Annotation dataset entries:
>>>>

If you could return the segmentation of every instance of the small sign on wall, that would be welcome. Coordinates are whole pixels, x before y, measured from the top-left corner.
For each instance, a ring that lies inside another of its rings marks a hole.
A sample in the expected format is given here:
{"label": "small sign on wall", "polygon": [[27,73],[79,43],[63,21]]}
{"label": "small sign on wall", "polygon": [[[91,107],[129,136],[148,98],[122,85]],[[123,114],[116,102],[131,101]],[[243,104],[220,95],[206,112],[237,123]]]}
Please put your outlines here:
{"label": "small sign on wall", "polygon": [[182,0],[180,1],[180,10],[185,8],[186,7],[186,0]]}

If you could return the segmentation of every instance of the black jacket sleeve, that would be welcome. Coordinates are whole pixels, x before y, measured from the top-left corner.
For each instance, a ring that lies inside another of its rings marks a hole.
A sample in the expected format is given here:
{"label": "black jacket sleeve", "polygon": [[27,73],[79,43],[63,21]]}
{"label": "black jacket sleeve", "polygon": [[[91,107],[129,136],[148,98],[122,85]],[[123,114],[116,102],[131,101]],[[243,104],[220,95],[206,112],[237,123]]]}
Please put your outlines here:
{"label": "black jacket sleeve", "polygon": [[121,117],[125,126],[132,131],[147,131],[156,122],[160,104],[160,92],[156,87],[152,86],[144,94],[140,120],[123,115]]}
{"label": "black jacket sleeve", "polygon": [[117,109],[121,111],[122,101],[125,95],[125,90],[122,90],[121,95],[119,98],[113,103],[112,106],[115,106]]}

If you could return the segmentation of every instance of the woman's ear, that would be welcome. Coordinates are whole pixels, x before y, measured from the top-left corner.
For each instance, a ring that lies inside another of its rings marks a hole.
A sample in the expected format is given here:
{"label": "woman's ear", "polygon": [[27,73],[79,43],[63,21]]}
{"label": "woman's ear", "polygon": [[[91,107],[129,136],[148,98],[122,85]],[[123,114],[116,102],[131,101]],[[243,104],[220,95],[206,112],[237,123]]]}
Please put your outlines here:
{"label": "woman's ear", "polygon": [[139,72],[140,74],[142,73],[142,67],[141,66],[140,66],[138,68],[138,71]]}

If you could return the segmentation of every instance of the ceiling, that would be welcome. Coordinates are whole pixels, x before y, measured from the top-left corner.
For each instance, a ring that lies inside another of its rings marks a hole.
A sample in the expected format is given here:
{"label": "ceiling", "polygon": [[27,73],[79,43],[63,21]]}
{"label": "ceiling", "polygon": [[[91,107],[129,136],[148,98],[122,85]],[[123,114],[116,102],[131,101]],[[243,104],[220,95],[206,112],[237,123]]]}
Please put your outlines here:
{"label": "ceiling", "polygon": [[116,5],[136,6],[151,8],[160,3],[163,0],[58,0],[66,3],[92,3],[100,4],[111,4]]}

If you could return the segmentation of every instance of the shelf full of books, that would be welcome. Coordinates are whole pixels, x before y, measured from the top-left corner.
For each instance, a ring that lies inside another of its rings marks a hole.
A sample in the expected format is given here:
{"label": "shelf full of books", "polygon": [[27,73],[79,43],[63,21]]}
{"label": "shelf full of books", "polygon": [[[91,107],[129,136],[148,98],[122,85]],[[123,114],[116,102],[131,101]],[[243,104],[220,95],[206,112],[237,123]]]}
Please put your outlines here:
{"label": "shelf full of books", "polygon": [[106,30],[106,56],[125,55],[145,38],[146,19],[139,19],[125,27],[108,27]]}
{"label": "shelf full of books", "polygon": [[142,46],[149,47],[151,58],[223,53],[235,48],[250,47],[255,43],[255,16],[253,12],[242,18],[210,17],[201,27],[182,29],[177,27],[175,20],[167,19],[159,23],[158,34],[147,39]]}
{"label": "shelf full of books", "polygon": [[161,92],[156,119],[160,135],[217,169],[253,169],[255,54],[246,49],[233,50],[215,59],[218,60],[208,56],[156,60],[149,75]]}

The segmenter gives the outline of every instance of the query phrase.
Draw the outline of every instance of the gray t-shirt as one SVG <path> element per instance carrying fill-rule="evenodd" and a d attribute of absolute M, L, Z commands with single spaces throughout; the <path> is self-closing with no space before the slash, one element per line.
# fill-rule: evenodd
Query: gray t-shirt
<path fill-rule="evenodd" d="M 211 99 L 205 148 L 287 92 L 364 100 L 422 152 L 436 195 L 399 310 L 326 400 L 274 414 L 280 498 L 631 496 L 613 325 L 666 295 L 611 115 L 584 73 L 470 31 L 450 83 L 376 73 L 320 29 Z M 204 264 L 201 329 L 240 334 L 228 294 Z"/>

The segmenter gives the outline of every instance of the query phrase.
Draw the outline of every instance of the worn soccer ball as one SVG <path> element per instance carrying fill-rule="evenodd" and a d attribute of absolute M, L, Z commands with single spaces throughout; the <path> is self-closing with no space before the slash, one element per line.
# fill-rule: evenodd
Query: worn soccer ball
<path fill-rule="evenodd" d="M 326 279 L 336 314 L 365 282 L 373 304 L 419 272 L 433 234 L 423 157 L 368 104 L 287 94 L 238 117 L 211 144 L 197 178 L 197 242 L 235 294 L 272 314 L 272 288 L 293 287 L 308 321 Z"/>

<<<<

*Problem description*:
Each line above must be printed exactly as it appears.

*Result of the exercise*:
If you could return the segmentation of every instance of the small sign on wall, that would be welcome. Coordinates are whole pixels, x before y, measured from the top-left corner.
For each instance, a ring that lies inside another of its rings marks a hole.
A sample in the expected format is given here:
{"label": "small sign on wall", "polygon": [[27,73],[79,43],[63,21]]}
{"label": "small sign on wall", "polygon": [[[91,107],[129,136],[148,98],[122,85]],[[123,114],[116,102],[131,101]],[[243,104],[220,95],[206,112],[237,123]]]}
Please put your outlines here:
{"label": "small sign on wall", "polygon": [[182,0],[180,1],[180,10],[185,8],[186,7],[186,0]]}

If you could return the segmentation of every instance of the black jacket sleeve, that would be welcome. Coordinates are whole pixels, x before y, measured from the top-left corner.
For each instance, a ring that lies inside another of its rings marks a hole.
A sample in the expected format is given here:
{"label": "black jacket sleeve", "polygon": [[27,73],[79,43],[63,21]]}
{"label": "black jacket sleeve", "polygon": [[[91,107],[129,136],[148,98],[122,85]],[[123,114],[116,102],[131,101]],[[243,104],[220,95],[206,112],[237,123]]]}
Please put your outlines here:
{"label": "black jacket sleeve", "polygon": [[121,117],[125,126],[132,131],[147,131],[156,122],[160,104],[160,92],[156,87],[152,86],[144,94],[140,120],[123,115]]}
{"label": "black jacket sleeve", "polygon": [[117,109],[121,111],[122,101],[125,95],[125,90],[122,90],[121,95],[119,98],[113,103],[112,106],[115,106]]}

If you could return the segmentation of every instance of the woman's ear, that would be welcome. Coordinates are whole pixels, x before y, measured from the top-left corner.
For each instance, a ring that lies inside another of its rings marks a hole.
A sample in the expected format is given here:
{"label": "woman's ear", "polygon": [[27,73],[79,43],[63,21]]}
{"label": "woman's ear", "polygon": [[[91,107],[129,136],[148,98],[122,85]],[[123,114],[116,102],[131,101]],[[243,104],[220,95],[206,112],[237,123]]]}
Please put your outlines here:
{"label": "woman's ear", "polygon": [[139,72],[140,74],[142,73],[142,67],[141,66],[140,66],[138,68],[138,71]]}

If you could return the segmentation of every instance of the ceiling, that would be welcome. Coordinates are whole pixels, x before y, measured from the top-left corner.
For each instance, a ring that lies inside another of its rings marks a hole.
A sample in the expected format is given here:
{"label": "ceiling", "polygon": [[27,73],[79,43],[63,21]]}
{"label": "ceiling", "polygon": [[[91,107],[129,136],[148,98],[122,85]],[[123,114],[116,102],[131,101]],[[243,104],[220,95],[206,112],[237,123]]]}
Please put your outlines here:
{"label": "ceiling", "polygon": [[116,5],[136,6],[151,8],[160,3],[163,0],[58,0],[66,3],[92,3],[100,4],[111,4]]}

If you could return the segmentation of every instance of the shelf full of books, that would be welcome. Coordinates are whole pixels, x before y, measured from the top-left corner.
For each instance, a ring that lies inside another of its rings marks a hole.
A sample in the expected format is given here:
{"label": "shelf full of books", "polygon": [[27,73],[79,43],[63,21]]}
{"label": "shelf full of books", "polygon": [[[91,107],[129,136],[148,98],[122,85]],[[123,114],[116,102],[131,101]],[[243,104],[220,95],[206,112],[237,123]]]}
Please put your outlines here:
{"label": "shelf full of books", "polygon": [[106,30],[106,56],[125,55],[145,38],[146,19],[139,19],[125,27],[108,27]]}
{"label": "shelf full of books", "polygon": [[142,46],[149,47],[151,58],[223,53],[235,48],[250,47],[255,43],[255,16],[253,12],[242,18],[210,17],[201,27],[182,29],[177,27],[175,20],[167,19],[159,23],[158,34],[147,39]]}
{"label": "shelf full of books", "polygon": [[161,92],[156,119],[160,135],[217,169],[253,169],[255,54],[246,49],[233,50],[215,59],[218,60],[208,56],[156,60],[149,75]]}

The segmenter gives the outline of every instance of the query phrase.
Draw the outline of every instance of the gray t-shirt as one SVG <path> element per instance carrying fill-rule="evenodd" and a d attribute of absolute M, L, Z commands with single spaces throughout; the <path> is self-closing with no space before the slash, one element per line.
# fill-rule: evenodd
Query: gray t-shirt
<path fill-rule="evenodd" d="M 211 99 L 205 148 L 287 92 L 364 100 L 422 152 L 436 195 L 399 310 L 326 400 L 274 414 L 280 498 L 631 496 L 613 325 L 666 295 L 611 115 L 584 73 L 470 31 L 450 83 L 376 73 L 320 29 Z M 204 264 L 201 329 L 240 334 L 228 294 Z"/>

The segmenter gives the outline of every instance of the query phrase.
Draw the outline of every instance of the worn soccer ball as one SVG <path> element per instance carrying fill-rule="evenodd" and a d attribute of absolute M, L, Z commands with single spaces throughout; the <path> is self-closing with no space before the slash, one element per line.
# fill-rule: evenodd
Query: worn soccer ball
<path fill-rule="evenodd" d="M 326 279 L 336 314 L 365 282 L 373 304 L 419 272 L 433 234 L 423 157 L 368 104 L 287 94 L 238 117 L 211 144 L 197 178 L 197 242 L 235 294 L 272 314 L 272 288 L 293 287 L 308 321 Z"/>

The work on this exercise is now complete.